# Given exercise:
Copy the listing below word for word, leaving out the pictures.

# Supplied material:

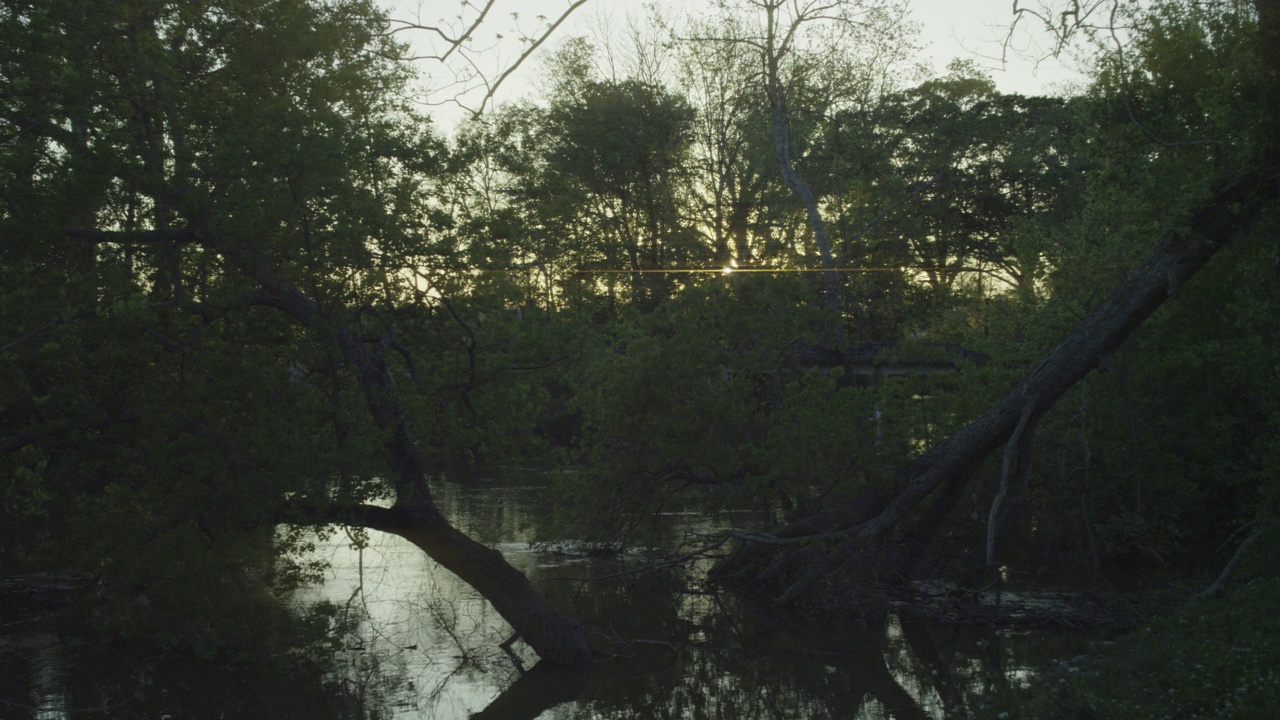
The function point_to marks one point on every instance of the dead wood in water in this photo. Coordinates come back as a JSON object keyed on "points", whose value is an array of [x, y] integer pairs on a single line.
{"points": [[853, 548]]}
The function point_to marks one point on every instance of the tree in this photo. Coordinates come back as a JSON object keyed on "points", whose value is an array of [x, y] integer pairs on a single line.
{"points": [[176, 169], [787, 58], [1201, 220]]}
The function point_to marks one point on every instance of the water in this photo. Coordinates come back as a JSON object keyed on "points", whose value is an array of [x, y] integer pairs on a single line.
{"points": [[425, 646]]}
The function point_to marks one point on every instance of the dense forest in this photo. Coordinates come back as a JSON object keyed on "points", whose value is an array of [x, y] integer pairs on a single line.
{"points": [[904, 324]]}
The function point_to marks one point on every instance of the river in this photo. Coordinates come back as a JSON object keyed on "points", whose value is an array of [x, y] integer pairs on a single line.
{"points": [[425, 646]]}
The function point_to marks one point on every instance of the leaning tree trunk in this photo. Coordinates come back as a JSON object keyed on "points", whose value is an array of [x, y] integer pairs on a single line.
{"points": [[790, 565], [553, 636]]}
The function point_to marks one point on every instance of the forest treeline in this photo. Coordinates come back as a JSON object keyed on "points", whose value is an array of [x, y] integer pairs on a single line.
{"points": [[245, 283]]}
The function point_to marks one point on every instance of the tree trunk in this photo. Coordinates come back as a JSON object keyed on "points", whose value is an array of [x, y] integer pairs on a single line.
{"points": [[554, 637], [951, 461]]}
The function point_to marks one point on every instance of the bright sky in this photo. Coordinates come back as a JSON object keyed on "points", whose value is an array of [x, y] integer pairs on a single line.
{"points": [[950, 28]]}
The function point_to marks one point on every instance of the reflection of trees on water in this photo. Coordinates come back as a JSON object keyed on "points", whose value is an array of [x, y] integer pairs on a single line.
{"points": [[714, 655], [421, 645], [64, 674]]}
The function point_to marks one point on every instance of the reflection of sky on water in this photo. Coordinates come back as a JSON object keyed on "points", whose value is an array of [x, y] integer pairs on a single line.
{"points": [[426, 646], [439, 638]]}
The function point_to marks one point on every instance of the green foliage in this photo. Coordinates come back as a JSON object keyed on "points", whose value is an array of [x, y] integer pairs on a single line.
{"points": [[1215, 660]]}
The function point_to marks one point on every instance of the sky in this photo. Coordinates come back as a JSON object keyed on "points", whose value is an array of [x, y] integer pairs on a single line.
{"points": [[950, 28]]}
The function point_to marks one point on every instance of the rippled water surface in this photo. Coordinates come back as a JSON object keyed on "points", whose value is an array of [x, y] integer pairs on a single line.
{"points": [[426, 646]]}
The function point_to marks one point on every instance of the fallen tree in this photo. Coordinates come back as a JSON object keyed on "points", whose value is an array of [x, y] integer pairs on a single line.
{"points": [[882, 541]]}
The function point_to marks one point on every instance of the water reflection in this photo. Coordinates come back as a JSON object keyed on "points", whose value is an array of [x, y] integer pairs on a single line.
{"points": [[425, 646], [673, 650]]}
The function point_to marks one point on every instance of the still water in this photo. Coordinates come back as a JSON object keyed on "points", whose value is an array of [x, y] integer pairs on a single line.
{"points": [[425, 646]]}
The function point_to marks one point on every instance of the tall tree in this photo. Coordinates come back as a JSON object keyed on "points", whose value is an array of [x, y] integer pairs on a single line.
{"points": [[181, 167]]}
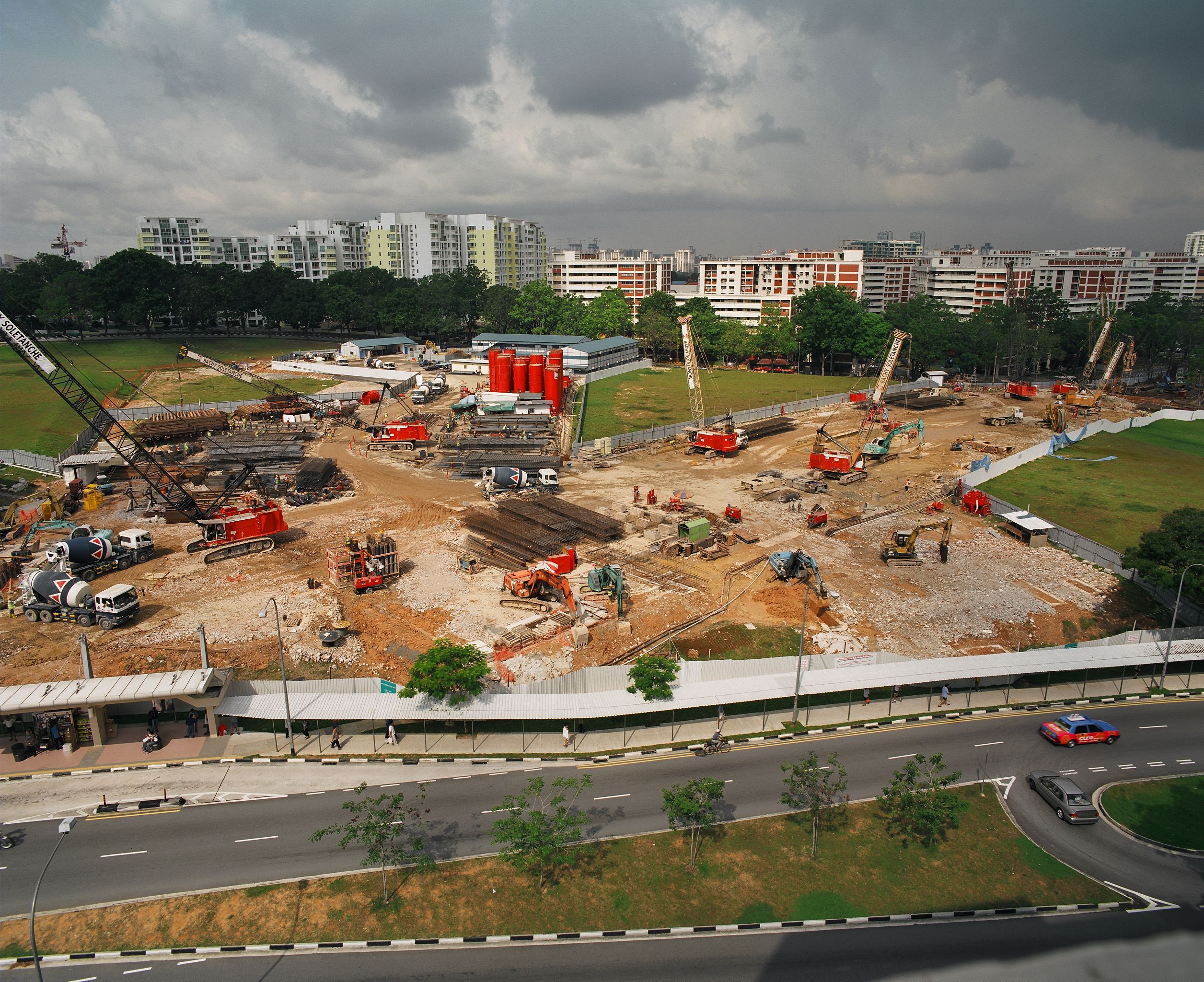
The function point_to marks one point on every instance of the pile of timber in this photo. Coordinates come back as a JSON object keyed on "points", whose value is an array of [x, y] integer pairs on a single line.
{"points": [[165, 427]]}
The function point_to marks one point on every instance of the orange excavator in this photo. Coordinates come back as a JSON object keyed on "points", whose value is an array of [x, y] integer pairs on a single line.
{"points": [[539, 584]]}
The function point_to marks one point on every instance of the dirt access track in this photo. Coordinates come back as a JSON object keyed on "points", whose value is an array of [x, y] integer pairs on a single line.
{"points": [[994, 593]]}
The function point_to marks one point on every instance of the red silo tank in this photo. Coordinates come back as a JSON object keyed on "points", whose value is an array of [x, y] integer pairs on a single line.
{"points": [[552, 386], [535, 374], [505, 373]]}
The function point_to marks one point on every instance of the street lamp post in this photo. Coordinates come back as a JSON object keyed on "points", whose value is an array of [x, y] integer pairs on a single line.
{"points": [[65, 826], [1166, 659], [802, 644], [285, 681]]}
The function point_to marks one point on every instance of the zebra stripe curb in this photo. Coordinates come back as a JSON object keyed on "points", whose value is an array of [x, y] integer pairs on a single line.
{"points": [[506, 939]]}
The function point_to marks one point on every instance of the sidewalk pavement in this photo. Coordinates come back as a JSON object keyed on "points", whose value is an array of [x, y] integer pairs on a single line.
{"points": [[366, 739]]}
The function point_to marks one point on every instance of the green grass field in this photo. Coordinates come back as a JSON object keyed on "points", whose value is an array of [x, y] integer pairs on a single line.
{"points": [[36, 420], [655, 397], [1158, 468], [749, 872], [1166, 811]]}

# Exercise output:
The function point_to marks one point on every instance of the dead wood in water in this photo. Coordinates come back as a JSON object keyed on "points", whose value is an array of [x, y] integer pairs on a single line.
{"points": [[853, 548]]}
The function point_to marks one point on every instance of the tree in this photo. Coordinates come back as a JSON object keyed on "points", whose value is an array of [x, y] integer pairs on a single line.
{"points": [[176, 169], [787, 58], [1201, 220]]}
The function point_to marks one point on every instance of the water in this photo. Coordinates come back as a JSON object keyed on "points", whose value is an array of [x, y] integer pairs on a single line.
{"points": [[425, 646]]}
The function point_to marks one point on every instance of the dense forest in this photo. Coordinates come back as a JSON object keyed on "points", whose value is an array of [x, y] integer pairs on a single line.
{"points": [[904, 324]]}
The function point_to marks one point on every instance of the river in this photo. Coordinates come back as a JSON object keyed on "points", whose value is an array of [x, y] integer pairs on a single line.
{"points": [[425, 646]]}
The function point_to marks one point on every instance of the leaning tree trunk in this photo. Coordinates come back as a JSON object keyed on "points", whose value is an array of [x, y] integer pairs on a single line.
{"points": [[790, 565], [553, 636]]}
The function point_to marks one point on every instance of the forest treeline in this photo. Coordinates come back as a JSON object keyed on "points", whose value is an array of [x, y] integer pairs on a single line.
{"points": [[245, 283]]}
The function point_to marks one point on every instance of the tree trunk in this photo. Coordinates come back as a JSON object keyed on "points", whose value is an array of [x, y] integer pairs on a single line.
{"points": [[554, 637], [951, 461]]}
The function point_to marks one point on every instance of the bright sky in this photo. Coordinates come back as a JSON object keyed on "points", whose value is an array of [x, y] integer pairs on a single line.
{"points": [[950, 28]]}
The function point_to marks one point on every instance of the reflection of trees on water in this photo. Coordinates come back as a JSON object keyed on "points", whose value is an array of [x, y] integer pairs on a single line.
{"points": [[714, 655], [421, 645], [64, 674]]}
The function point_to marks one point on every instance of the reflection of sky on water in this photo. Coordinates come back as a JSON object keyed on "points", whose value is an array of [x, y] integer pairs on a single line.
{"points": [[426, 646], [439, 638]]}
The function point_to marks one point on every instance of the green foliage in this photo. Coordinates come back as a JSON object keyed on "points", whose value is an array of [x, y] integer pairs on a single line.
{"points": [[1215, 660]]}
The function point_to marks one point on every instance of the sky in this photo. Coordinates come back as a JSON object keyed on "points", whose value is an array of [x, y] integer pairs on a single line.
{"points": [[950, 28]]}
The function point_to marks one point on every instance of the rippled water surface in this photo. Coordinates come back as a JSON object keyed on "points", whose value is an array of [x, y] integer pairs on a single line.
{"points": [[426, 646]]}
The function point_to marks one point on every instance of the fallen tree in this photo. Coordinates come back as a JSON object keyed on "points", whose value is an array of [x, y] integer pairs on a single line.
{"points": [[882, 541]]}
The function point_to marks one point on every instance of the water reflection in this photo. Coordinates come back as a JSON object keyed on "points", whose value is an array of [x, y] integer pairs on a single line.
{"points": [[425, 646], [673, 650]]}
The function point_to marks one point on every instance of the still water in this photo. Coordinates come back as a JSON object keyed on "points", whose value is an array of [x, y] integer pairs on a single line.
{"points": [[425, 646]]}
The function point_to marks one point on every instance of the tall tree in this photo. Coordinates come back as a JSON object keyed on "points", whose value is an array of [x, y] integer pairs on a single line.
{"points": [[181, 167]]}
The function point_to marks one point on every instance of the pile of timber in this photo. Coordinates come back as a JSON object keyed on "points", whose value is an array of [x, y] integer pairs on a single line.
{"points": [[165, 427]]}
The function point_to marks one point on every instance of the orange excavator in this photo. Coordinates come back as a JSON object keyed on "points", whose value is an array of [x, y] integer pairs on a single line.
{"points": [[539, 584]]}
The function point_to marks one point on every instance of the dirt access track in this photo. Coordinates come back as a JSON object keyed on "points", whose value is an array of [x, y] integer pairs on a single line.
{"points": [[994, 593]]}
The function point_to marks one point on every instance of the red silo tank in this photo. Coordinates come back as a JSON object keyed on "points", whose value is an array of [x, y] integer pairs on a single line.
{"points": [[552, 386], [535, 374], [505, 373]]}
The function point_to marks one point on every instance of the street lamp post in this photo. Coordinates come back as a JSON object keyed on "points", whose value is an array of [x, y] integer pairs on a single line.
{"points": [[65, 826], [1166, 659], [802, 644], [285, 681]]}
The function point_to marks one point on every instance of the zebra stripe curb in this photo. Coordinates come back as a JSON object keyed on "points", whose value is an array of [x, y] integer pairs on a single line.
{"points": [[506, 939]]}
The function point_to marks one point on every instance of the sidewalk pavement in this photo. Coordinates come back as a JSON object keyed on "points", whose value is an array of [x, y] integer pairs on a single line.
{"points": [[366, 739]]}
The function point_to marks one point on every instance of the green grass field in this photo. Coordinates come back as a JSON object keyed on "points", whose value is an array of [x, y] integer pairs on a single line.
{"points": [[36, 420], [655, 397], [1158, 468], [749, 872], [1166, 811]]}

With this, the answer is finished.